[Start ROWS]
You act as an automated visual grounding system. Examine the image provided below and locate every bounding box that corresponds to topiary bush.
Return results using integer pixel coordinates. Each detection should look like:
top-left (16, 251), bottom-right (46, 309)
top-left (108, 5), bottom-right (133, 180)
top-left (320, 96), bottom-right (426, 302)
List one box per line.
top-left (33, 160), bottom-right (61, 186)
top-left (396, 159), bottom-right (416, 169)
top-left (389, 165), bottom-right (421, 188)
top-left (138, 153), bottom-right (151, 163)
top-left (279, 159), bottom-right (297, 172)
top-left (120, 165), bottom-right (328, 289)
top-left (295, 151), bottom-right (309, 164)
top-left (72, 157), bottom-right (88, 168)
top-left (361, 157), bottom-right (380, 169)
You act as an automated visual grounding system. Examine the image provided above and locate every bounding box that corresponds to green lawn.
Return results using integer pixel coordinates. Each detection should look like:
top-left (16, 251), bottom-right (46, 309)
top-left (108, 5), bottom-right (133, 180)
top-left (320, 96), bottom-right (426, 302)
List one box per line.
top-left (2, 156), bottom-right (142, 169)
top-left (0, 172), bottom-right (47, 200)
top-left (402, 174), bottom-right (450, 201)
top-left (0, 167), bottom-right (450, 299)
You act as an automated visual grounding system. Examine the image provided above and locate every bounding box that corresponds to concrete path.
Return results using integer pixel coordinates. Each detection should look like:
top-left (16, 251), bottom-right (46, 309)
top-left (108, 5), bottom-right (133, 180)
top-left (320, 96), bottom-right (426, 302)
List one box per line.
[End ROWS]
Write out the lines above again, switching "integer pixel coordinates" to "whole-number pixel coordinates" wherever it appears and leaving everything else unchanged.

You act as an automated visual grounding system. Examine the image provided below and locate every bounding box that corresponds to topiary bush.
Return results using whole-number pixel coordinates. Each detection should look like:
top-left (16, 251), bottom-right (46, 309)
top-left (108, 5), bottom-right (133, 180)
top-left (320, 96), bottom-right (426, 302)
List one box per line.
top-left (33, 160), bottom-right (61, 186)
top-left (396, 159), bottom-right (416, 169)
top-left (389, 165), bottom-right (421, 188)
top-left (138, 153), bottom-right (151, 163)
top-left (279, 159), bottom-right (297, 172)
top-left (120, 165), bottom-right (328, 289)
top-left (295, 151), bottom-right (309, 164)
top-left (72, 157), bottom-right (88, 168)
top-left (361, 157), bottom-right (380, 169)
You act as an automated visual grounding system. Examine the image provided above and locate every bounding box that corresponds to green lawn.
Return results using whole-number pixel coordinates. Each detection should look like:
top-left (16, 251), bottom-right (46, 309)
top-left (108, 5), bottom-right (133, 180)
top-left (320, 96), bottom-right (426, 302)
List one box per line.
top-left (2, 156), bottom-right (142, 169)
top-left (0, 172), bottom-right (47, 200)
top-left (402, 174), bottom-right (450, 201)
top-left (0, 167), bottom-right (450, 299)
You act as an automated visual grounding system. Examine the image provided above and locate every bounding box that corresponds to concrete path.
Return results using whole-number pixel coordinates. Each detection should look like:
top-left (16, 251), bottom-right (46, 309)
top-left (108, 5), bottom-right (133, 180)
top-left (320, 96), bottom-right (426, 302)
List one box per line.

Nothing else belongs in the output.